## 課題:
持ち帰り残業についての文章を、最後の文のあとから続けて書いてください。

逆に言うと、どのように作業をしていたとしても、同僚や上司に見られることもなければ、会社のルール通りに作業しなければいけない状態にもありません。
そのため、
原則として、持ち帰り残業は労働(会社の指揮命令下で仕事をすること)とはみなされず、残業代支給の対象にはならない
というのが一般的な解釈になります。
「持ち帰り残業」でも残業として認められる場合もある
社員が自主的に行う「持ち帰り残業」は残業とはみなさない、ということですが、逆に、自主的ではない場合、つまり「指示・命令されて行う場合」や「本人の意思に関係なく、やむを得ない事情などから行わなければいけない場合」は労働時間とみなされる可能性があります。
労働時間とみなされる可能性があるのは次のいずれかに該当する場合です。
- 会社(上司)が持ち帰り残業を指示・命令した場合
- 会社(上司)からの明確な指示・命令はないが、持ち帰り残業をしないと期日までに作業を完了できないことが明らかな場合
- 会社(上司)からの明確な指示・命令はないが、持ち帰り残業をしないことで、人事評価や賞与などで不利益が生じる場合
「1」の場合はもちろんですが、「2」や「3」の場合も労働時間とみなされる可能性があることには注意が必要です。

## 渡された資料:
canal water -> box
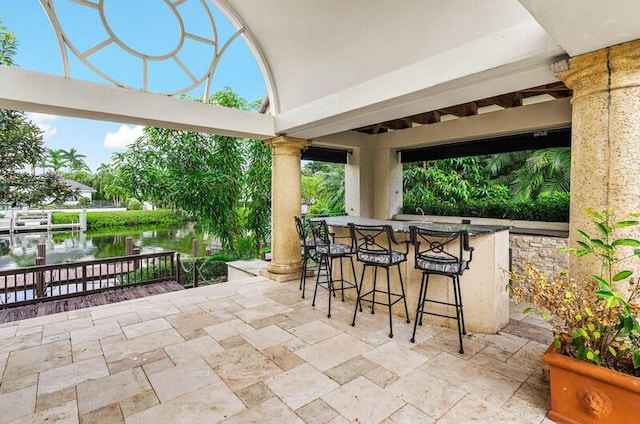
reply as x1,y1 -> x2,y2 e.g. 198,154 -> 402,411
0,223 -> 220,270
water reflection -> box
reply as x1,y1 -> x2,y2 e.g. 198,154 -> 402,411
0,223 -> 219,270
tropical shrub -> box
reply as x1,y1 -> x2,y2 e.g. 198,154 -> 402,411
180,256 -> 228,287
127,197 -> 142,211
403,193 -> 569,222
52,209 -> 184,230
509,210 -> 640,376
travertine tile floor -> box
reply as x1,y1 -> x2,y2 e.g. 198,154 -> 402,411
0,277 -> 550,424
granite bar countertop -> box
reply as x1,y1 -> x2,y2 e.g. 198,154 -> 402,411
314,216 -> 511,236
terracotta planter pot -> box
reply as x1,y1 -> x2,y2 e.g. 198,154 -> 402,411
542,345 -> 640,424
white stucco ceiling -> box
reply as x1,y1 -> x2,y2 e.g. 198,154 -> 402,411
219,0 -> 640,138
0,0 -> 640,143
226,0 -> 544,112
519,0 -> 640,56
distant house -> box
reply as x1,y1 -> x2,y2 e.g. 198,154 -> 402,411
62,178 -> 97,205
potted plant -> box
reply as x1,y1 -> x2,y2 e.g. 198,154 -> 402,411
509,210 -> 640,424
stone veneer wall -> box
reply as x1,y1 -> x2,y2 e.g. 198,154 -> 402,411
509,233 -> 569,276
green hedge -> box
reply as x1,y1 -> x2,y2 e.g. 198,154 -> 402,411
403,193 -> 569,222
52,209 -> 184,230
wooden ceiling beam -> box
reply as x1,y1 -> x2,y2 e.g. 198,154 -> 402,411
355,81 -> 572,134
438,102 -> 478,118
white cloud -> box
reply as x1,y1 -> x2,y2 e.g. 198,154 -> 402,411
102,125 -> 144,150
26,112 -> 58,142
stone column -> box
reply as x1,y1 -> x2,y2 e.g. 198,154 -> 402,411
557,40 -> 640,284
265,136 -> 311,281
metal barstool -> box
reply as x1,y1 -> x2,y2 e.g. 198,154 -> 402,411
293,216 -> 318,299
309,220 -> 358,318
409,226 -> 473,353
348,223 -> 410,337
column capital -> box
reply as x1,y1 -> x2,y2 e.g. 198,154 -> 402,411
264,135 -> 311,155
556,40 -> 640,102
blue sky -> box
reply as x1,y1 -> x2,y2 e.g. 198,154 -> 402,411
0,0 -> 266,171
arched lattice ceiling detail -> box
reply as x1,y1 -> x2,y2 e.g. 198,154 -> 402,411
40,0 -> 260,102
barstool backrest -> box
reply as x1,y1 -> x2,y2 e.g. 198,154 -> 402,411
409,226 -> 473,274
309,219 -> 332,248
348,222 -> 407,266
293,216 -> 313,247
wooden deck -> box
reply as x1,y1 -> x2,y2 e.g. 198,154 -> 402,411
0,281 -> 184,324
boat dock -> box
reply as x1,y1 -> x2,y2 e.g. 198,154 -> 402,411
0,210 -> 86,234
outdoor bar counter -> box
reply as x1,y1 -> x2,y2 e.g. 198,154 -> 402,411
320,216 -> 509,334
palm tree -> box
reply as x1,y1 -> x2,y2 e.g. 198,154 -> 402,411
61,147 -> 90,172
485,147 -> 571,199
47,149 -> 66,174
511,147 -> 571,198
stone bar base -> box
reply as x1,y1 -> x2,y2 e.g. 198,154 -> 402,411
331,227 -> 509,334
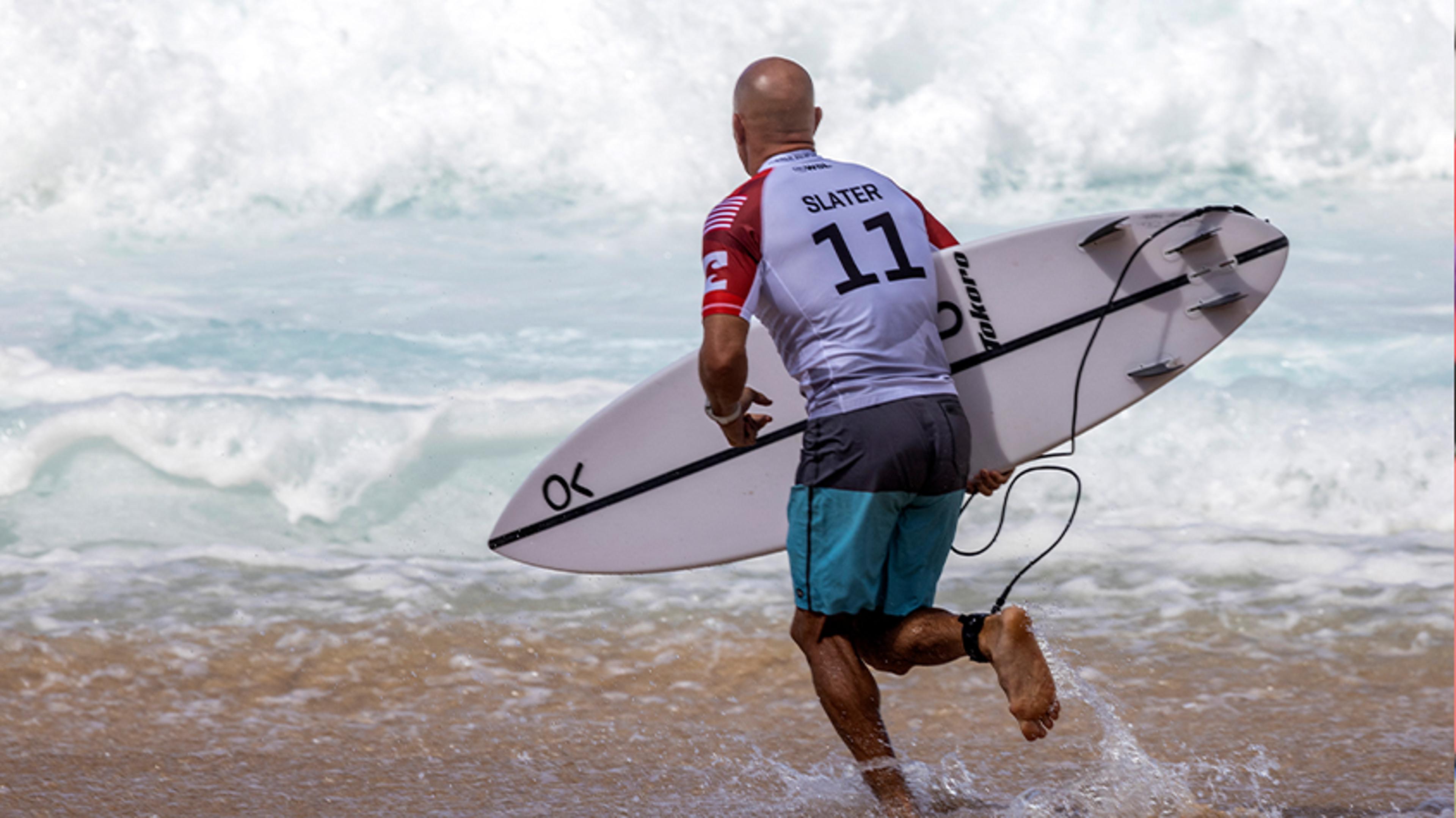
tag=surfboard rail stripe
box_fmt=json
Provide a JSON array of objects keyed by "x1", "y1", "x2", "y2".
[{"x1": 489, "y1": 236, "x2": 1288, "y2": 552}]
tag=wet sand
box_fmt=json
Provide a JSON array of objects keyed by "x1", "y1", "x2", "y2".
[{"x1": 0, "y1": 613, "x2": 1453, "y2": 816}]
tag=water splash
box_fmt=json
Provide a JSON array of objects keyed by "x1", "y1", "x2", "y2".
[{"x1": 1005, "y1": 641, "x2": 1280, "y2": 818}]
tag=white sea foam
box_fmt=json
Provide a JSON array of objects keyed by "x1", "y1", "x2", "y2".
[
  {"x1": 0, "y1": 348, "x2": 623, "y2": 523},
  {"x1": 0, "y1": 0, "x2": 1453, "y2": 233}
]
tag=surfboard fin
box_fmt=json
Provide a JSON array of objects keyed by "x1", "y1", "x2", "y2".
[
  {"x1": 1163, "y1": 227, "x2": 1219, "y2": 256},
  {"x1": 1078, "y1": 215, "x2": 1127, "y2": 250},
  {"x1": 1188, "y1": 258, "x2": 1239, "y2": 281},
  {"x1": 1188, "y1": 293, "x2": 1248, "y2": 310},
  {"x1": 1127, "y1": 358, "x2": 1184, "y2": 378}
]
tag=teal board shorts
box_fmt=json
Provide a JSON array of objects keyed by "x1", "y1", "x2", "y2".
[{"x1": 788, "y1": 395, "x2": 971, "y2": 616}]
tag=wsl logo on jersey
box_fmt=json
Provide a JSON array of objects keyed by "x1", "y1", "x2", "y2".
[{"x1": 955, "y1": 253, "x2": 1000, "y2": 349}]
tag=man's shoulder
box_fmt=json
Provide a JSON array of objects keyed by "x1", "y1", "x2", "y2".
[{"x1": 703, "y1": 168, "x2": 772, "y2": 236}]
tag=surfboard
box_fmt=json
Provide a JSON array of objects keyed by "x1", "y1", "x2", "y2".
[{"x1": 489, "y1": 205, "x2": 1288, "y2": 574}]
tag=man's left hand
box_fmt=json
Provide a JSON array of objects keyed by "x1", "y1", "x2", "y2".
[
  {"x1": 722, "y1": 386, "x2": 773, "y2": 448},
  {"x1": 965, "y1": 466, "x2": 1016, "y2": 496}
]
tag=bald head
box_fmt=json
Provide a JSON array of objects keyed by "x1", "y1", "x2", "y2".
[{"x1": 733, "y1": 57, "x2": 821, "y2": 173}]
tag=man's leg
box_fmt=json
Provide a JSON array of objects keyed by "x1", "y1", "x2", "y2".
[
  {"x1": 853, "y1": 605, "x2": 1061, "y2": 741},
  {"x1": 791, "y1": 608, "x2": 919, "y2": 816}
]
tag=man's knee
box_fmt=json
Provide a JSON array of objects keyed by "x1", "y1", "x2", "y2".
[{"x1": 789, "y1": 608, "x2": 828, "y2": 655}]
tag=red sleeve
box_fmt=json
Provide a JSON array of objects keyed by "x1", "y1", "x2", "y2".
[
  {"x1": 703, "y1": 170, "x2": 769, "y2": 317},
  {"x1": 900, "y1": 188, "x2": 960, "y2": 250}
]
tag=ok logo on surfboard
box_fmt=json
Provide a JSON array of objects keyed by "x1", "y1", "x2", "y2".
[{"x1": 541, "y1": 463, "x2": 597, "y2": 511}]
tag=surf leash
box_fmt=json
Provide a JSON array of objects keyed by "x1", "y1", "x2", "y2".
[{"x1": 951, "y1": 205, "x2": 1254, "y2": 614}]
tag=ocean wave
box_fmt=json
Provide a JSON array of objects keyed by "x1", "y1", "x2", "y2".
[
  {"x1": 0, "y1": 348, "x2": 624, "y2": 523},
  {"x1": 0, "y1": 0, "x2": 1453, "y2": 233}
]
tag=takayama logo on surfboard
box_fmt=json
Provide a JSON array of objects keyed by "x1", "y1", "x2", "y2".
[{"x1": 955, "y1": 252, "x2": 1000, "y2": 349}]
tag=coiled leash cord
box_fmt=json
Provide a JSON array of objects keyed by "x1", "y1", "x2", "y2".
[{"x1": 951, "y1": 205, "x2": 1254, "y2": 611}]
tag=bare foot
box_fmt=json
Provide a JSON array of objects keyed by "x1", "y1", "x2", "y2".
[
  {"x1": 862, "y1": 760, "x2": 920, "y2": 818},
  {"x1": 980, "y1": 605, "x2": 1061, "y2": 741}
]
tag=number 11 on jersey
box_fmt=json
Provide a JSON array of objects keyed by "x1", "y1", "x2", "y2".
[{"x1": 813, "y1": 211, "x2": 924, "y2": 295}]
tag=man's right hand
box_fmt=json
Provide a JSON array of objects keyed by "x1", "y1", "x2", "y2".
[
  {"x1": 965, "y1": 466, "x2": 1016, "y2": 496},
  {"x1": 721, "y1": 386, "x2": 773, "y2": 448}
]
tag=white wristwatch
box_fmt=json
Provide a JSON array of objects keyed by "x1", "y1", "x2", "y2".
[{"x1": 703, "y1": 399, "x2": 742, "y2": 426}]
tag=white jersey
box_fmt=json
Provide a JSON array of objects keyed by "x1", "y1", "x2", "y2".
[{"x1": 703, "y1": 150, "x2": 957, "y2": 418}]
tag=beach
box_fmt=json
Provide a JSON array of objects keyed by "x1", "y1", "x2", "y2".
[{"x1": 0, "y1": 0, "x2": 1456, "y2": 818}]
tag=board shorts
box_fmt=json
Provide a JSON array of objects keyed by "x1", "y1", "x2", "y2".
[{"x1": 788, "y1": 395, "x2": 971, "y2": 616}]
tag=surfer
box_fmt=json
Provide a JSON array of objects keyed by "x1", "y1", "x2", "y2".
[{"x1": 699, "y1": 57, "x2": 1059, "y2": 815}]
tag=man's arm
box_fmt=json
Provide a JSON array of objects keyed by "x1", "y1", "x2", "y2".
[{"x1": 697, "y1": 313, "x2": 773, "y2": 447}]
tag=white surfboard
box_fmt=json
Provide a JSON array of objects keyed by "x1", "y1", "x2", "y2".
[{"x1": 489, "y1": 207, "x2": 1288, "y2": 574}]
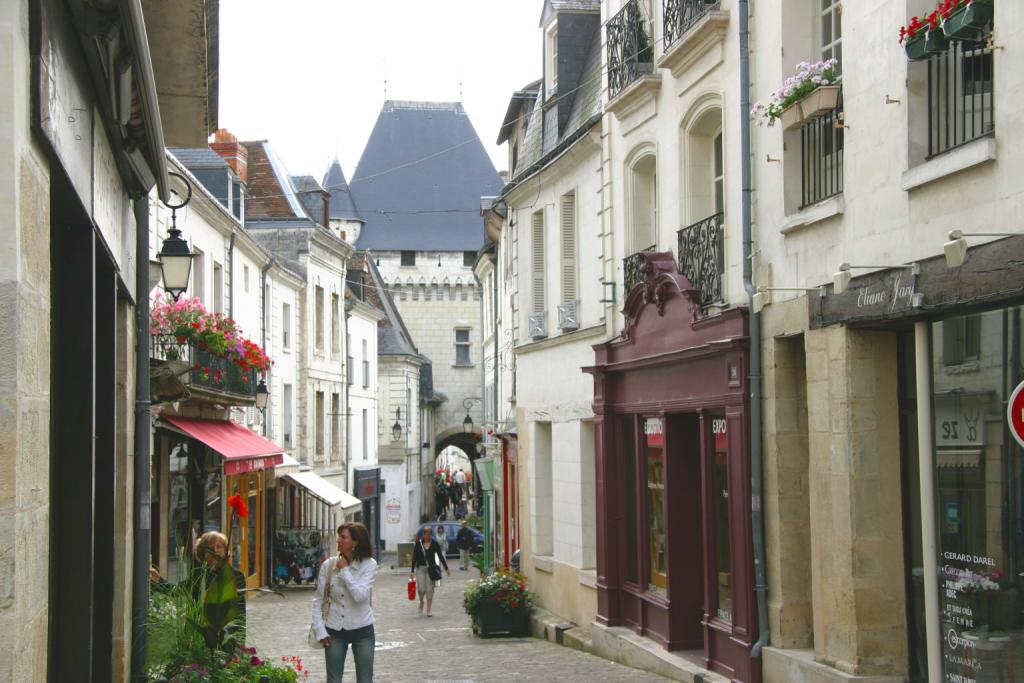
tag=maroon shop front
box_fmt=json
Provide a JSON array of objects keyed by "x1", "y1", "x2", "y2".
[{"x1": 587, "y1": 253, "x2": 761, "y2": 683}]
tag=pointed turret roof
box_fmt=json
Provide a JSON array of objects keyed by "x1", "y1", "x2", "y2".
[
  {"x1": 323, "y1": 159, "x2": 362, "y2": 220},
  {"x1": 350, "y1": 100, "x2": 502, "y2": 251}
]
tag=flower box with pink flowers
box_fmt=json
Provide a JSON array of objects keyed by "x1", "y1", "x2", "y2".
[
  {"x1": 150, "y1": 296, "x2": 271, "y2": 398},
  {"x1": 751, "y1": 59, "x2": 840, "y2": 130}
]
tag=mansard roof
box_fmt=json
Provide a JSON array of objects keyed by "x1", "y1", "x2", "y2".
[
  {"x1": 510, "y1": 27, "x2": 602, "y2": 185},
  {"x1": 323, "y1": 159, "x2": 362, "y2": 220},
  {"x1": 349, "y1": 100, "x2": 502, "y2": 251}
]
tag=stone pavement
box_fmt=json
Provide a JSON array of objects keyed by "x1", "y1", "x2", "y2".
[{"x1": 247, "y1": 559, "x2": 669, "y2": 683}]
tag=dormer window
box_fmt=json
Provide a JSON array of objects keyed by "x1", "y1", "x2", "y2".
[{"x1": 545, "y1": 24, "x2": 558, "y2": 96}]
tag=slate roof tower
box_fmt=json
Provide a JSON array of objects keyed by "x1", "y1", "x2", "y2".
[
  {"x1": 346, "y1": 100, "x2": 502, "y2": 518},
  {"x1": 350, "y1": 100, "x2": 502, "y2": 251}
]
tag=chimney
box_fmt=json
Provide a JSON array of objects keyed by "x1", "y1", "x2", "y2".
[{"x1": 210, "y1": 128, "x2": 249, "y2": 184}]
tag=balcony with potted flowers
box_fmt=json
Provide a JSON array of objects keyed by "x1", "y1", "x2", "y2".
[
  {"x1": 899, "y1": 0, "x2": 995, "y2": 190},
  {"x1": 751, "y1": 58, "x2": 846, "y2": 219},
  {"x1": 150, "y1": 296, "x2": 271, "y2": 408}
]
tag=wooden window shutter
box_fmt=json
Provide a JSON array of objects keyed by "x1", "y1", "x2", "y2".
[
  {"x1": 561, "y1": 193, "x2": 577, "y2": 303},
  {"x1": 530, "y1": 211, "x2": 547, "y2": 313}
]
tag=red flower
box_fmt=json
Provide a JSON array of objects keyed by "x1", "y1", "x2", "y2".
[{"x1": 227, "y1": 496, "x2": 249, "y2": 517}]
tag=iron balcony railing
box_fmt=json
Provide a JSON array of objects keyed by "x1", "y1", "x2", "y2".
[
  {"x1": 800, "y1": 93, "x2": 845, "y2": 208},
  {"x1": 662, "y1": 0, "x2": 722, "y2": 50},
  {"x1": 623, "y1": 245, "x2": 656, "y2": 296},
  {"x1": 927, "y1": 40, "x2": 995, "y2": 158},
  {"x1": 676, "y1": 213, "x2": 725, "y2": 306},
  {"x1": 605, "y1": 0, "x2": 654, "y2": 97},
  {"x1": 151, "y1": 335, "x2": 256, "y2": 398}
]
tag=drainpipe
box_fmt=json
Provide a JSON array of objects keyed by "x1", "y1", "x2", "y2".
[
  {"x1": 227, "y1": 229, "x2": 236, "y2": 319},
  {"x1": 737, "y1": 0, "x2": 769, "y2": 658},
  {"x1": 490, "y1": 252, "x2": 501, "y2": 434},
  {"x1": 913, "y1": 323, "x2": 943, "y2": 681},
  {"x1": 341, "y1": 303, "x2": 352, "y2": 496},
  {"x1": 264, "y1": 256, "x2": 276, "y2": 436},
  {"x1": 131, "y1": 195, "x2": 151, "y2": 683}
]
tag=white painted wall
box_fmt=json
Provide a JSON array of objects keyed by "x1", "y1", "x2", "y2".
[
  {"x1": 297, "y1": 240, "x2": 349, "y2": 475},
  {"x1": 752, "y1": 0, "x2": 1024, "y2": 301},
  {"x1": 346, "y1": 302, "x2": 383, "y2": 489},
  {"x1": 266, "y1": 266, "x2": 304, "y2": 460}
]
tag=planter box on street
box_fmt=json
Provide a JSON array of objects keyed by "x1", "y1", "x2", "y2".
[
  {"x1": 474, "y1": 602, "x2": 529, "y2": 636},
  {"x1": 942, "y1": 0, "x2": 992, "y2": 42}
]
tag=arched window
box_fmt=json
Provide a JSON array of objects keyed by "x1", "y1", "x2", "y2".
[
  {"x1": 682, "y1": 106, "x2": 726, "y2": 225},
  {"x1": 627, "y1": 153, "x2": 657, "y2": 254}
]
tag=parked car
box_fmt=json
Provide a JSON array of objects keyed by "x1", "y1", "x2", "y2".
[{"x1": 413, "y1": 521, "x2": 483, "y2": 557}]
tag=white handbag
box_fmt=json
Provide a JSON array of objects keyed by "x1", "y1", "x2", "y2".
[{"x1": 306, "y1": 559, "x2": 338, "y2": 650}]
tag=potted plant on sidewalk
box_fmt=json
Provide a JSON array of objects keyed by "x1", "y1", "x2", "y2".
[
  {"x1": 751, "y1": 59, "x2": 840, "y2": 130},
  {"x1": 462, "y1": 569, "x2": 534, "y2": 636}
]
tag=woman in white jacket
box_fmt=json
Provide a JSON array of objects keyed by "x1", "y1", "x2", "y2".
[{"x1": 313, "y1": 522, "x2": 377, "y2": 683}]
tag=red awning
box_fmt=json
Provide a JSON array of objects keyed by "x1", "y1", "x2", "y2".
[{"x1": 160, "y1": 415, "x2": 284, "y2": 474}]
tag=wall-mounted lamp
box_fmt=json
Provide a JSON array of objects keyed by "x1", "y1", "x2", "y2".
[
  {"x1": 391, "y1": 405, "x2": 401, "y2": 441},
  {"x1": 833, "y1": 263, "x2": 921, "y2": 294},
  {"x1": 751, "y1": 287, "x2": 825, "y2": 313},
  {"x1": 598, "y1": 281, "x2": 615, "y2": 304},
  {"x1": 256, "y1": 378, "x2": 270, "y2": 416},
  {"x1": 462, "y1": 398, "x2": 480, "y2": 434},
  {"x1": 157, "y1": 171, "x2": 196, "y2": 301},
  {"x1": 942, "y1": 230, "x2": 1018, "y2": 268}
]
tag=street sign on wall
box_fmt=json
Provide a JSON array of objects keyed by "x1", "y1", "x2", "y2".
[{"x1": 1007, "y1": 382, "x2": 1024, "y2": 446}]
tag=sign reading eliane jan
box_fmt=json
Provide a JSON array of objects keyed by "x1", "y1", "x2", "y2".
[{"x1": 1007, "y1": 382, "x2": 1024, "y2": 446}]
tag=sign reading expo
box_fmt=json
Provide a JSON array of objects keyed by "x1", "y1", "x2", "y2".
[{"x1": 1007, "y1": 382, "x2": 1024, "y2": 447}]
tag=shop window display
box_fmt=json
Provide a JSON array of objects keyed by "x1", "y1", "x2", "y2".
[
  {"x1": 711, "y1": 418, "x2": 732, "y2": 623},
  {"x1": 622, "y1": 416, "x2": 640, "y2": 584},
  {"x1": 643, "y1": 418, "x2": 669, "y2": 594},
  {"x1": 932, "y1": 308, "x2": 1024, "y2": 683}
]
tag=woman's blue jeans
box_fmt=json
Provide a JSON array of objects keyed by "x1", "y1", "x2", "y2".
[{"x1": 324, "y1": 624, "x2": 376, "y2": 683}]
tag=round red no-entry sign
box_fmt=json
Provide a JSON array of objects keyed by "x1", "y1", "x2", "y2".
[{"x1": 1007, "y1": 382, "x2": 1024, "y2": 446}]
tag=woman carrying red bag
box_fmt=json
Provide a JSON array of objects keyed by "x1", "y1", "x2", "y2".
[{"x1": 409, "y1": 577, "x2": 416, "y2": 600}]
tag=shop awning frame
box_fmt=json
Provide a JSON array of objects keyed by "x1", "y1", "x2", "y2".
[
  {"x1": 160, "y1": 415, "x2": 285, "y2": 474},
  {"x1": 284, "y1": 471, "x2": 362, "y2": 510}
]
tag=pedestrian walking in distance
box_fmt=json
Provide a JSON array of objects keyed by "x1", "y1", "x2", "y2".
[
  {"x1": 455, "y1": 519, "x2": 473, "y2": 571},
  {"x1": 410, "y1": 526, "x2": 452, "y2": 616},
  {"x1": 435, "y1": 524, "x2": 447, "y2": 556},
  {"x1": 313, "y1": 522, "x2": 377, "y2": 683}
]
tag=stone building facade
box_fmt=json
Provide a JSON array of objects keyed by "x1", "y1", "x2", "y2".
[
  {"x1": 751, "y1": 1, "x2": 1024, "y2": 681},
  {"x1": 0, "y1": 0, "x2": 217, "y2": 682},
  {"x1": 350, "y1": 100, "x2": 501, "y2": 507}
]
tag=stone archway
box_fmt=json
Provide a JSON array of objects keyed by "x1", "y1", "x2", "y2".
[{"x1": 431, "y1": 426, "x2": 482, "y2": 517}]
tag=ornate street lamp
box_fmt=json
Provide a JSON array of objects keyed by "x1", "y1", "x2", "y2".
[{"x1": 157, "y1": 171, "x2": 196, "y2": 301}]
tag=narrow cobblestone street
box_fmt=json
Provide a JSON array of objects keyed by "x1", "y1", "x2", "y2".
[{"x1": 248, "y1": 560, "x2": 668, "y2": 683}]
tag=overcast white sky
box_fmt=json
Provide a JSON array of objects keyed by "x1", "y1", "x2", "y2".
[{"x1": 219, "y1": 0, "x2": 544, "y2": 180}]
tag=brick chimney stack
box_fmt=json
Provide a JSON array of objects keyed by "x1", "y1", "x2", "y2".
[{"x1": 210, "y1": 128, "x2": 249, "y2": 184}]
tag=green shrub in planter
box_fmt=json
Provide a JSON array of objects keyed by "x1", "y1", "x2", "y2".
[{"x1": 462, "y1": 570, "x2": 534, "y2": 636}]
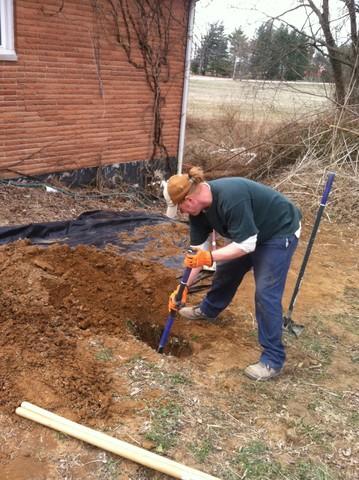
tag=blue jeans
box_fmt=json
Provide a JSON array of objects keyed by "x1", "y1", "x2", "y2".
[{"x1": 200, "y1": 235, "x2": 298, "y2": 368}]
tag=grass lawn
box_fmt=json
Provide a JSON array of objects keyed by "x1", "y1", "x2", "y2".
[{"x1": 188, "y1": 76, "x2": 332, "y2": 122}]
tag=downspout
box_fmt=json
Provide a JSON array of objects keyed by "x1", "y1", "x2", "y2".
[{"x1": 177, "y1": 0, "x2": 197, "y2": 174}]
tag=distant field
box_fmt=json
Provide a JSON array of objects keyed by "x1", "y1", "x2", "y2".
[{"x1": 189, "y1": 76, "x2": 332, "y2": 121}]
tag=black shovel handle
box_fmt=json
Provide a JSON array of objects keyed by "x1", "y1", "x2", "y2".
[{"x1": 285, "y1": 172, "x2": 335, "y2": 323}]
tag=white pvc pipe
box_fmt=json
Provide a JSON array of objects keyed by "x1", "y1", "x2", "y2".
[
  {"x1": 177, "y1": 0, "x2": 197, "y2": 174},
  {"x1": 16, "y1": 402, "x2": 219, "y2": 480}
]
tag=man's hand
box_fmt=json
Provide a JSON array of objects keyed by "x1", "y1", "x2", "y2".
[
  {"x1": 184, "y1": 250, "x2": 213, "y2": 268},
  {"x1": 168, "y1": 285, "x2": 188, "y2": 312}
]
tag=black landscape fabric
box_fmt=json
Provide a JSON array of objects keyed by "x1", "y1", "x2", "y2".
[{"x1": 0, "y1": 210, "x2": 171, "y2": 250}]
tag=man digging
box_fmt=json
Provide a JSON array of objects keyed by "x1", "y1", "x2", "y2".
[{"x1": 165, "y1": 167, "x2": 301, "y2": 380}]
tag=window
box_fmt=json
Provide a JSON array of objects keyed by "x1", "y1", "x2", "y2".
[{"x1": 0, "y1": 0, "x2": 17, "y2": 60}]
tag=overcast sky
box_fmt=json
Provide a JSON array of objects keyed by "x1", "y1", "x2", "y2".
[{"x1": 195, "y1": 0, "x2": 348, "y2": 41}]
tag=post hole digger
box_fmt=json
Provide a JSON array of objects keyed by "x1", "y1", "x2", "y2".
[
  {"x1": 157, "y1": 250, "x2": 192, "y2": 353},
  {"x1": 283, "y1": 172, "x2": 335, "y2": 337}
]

## この課題の答え:
「持ち帰らざるを得ない残業」のリスク
「持ち帰り残業」自体は悪いことではありませんが、「持ち帰り残業」しないと仕事が回らない状況から生じる「持ち帰らざるを得ない残業」が常態化してしまっていると、次のようなリスクが生じる可能性があります。
●残業になる/ならないの見解相違リスク
上述のように「持ち帰り残業」であっても、残業(労働時間)として認めらる場合もあるため、
作業者「やらなければ終わらないので仕方なく自宅で仕事をした=残業だ」
会社(上司)「社員が自主的にやった=残業ではない」
といった見解の食い違いが生じて、トラブルになる可能性があります。
●隠れ過重労働発生リスク
「持ち帰らざるを得ない残業」を残業として認めて、残業代を支給している場合でも、労働時間を適切に管理できていない場合、次のようなリスクもあります。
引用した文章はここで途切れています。